EXCERPT:

▬▬▬

The ubiquity of Italian restaurants around the world can be both a blessing and a curse. On the plus side, a very basic understanding of Italian food terms gives travelers something of a confidence boost before they visit Italy. The problem, however, is that this same basic understanding may also bring a false sense of security.
Take, for instance, the assumption in the title of this very article—that Tuscan cuisine is full of unique pasta dishes. As it turns out, most traditional Tuscan cuisine is not about pasta.
Many Italophiles (including this author) argue that there’s no such thing as “Italian food,” since it’s intensely regional—and pasta is no exception. There are some Italian regions that are well-known for their pasta dishes (Emilia-Romagna and Campania spring to mind), but Tuscany is not one of them. There are a few notable Tuscan pasta dishes, which we’ll cover here, but for the most part Tuscan cuisine is not a pasta-heavy one.
Why You Won’t Find Many Tuscan Pasta Dishes in Florence
Tuscany’s main culinary contributions have roots in cucina povera, one-time peasant food that is often dressed up quite fancily these days. Think hearty bean soups thickened with Tuscany’s traditional salt-free bread (ribollita and pappa al pomodoro are two great examples), or cheaper meat cuts the Tuscan nobility used to discard (Florence’s famous lampredotto sandwiches are made with tripe).
Of course, in any tourist destination as popular as Tuscany, there will be local restaurants that endeavor to give the paying public what it wants. So, yes, you will find plenty of restaurants in Florence and elsewhere in Tuscany that routinely offer multiple pasta dishes on their menus. And plenty of those will be superb, even if they’re not quintessentially Tuscan.

▬▬▬

DESCRIPTION OF THE TASK: Can you resume the article on Tuscan pasta dishes, picking up right after its final sentence? The records after this point were taken from a different source.

▬▬▬

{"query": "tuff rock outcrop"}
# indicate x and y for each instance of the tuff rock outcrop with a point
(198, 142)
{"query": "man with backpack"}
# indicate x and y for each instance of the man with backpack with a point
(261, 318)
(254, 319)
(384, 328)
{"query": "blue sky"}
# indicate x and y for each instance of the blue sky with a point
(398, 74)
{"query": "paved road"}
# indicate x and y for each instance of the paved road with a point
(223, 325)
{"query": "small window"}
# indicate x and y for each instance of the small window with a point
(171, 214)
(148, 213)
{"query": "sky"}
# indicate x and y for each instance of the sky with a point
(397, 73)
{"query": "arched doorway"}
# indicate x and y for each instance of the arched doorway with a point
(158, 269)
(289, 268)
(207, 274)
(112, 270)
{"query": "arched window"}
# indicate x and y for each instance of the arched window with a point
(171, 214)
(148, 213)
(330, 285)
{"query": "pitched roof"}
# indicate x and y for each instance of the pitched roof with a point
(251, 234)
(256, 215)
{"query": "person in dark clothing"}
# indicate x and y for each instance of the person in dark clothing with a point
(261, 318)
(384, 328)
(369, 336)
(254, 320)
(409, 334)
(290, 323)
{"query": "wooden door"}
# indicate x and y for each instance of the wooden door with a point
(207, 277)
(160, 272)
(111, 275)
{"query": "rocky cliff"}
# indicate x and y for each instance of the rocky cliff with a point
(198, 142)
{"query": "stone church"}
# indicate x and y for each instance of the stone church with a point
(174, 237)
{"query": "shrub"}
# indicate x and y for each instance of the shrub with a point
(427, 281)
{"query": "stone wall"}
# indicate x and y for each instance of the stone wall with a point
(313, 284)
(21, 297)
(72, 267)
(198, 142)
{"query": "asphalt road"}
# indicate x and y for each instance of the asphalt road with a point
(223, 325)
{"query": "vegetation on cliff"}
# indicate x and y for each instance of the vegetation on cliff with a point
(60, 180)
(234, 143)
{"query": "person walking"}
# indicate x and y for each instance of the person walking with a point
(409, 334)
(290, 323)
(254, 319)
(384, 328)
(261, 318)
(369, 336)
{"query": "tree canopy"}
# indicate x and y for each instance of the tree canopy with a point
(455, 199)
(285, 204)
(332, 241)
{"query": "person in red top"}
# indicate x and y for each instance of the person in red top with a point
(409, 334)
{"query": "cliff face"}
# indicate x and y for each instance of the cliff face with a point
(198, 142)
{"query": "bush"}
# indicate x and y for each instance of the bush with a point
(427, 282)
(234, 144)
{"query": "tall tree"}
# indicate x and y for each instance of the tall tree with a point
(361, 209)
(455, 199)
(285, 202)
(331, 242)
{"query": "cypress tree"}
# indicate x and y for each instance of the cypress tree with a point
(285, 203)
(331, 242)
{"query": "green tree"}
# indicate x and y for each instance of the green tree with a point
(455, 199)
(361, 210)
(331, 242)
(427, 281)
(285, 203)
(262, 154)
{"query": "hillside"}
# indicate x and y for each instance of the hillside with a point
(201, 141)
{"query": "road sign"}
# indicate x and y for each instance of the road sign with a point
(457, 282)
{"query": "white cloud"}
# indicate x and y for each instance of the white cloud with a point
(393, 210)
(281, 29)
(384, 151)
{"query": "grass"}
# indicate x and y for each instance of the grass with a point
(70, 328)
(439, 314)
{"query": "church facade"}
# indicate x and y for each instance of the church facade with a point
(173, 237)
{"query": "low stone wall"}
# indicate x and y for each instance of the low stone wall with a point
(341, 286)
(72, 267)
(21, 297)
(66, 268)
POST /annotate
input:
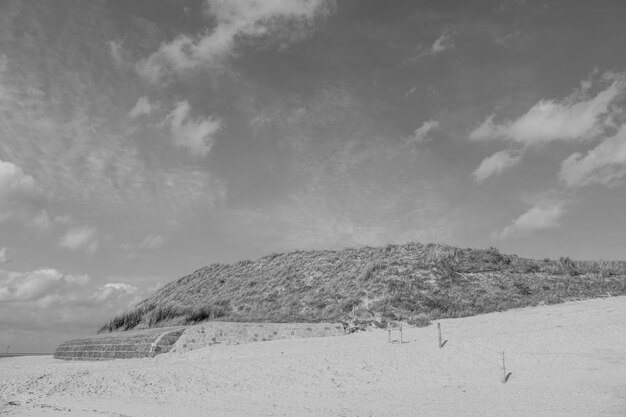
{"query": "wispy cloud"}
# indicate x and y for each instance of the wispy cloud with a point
(276, 21)
(4, 258)
(440, 45)
(496, 164)
(421, 134)
(149, 243)
(80, 238)
(18, 193)
(545, 214)
(196, 135)
(68, 305)
(118, 55)
(143, 106)
(605, 164)
(575, 118)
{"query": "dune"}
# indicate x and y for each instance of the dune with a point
(561, 360)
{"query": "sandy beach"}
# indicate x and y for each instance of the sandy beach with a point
(565, 360)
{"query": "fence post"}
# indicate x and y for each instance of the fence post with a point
(439, 331)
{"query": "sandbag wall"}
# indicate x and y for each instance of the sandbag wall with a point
(232, 333)
(120, 345)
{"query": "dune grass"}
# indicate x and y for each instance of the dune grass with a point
(413, 282)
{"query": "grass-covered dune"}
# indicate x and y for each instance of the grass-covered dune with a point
(414, 282)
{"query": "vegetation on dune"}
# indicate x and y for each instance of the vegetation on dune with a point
(413, 282)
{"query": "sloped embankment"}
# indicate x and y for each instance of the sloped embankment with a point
(120, 345)
(414, 282)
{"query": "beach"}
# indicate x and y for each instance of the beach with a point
(560, 360)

▬▬▬

EXERCISE OUTPUT:
Travel Tip: Since Tuscany isn’t known for its many pasta shapes, a great way to eat truly Tuscan pasta dishes is to concentrate on the sauce. And one of the easiest ways to find out what sauce ingredients are local and in season is to browse an outdoor market. Make a mental note of whatever is in profusion among the stalls and then keep an eye out for that ingredient on local menus.
Tuscan Pasta Shapes and Sauces
Truly Tuscan Pasta
While most Tuscan dishes aren’t pasta-centric, there are several types of pasta that have origins in Tuscany. Some of them remain so localized that they can be challenging to find outside their hometown.
- Pici: There’s one Tuscan pasta that is a perfect example of how locals made do without more costly ingredients. Pici consists of flour, salt, and water or olive oil—but no eggs. It looks like spaghetti, but it’s quite a bit thicker. It’s one of the oldest known pastas, thought to date back to the Etruscans.
- Pappardelle: Tuscany’s most popular egg pasta shape is pappardelle. These long, wide pasta strips are regularly found on menus today, but since eggs were once a luxury, pappardelle was originally considered a pasta only for special occasions.
- Testaroli: Another ancient pasta that’s said to date back to the Etruscan era is testaroli. It’s a simple pasta (also made without eggs), with triangular or square pieces cut from a larger crepe-sized piece of dough. While pici is still a common sight on Florentine menus, testaroli is less so.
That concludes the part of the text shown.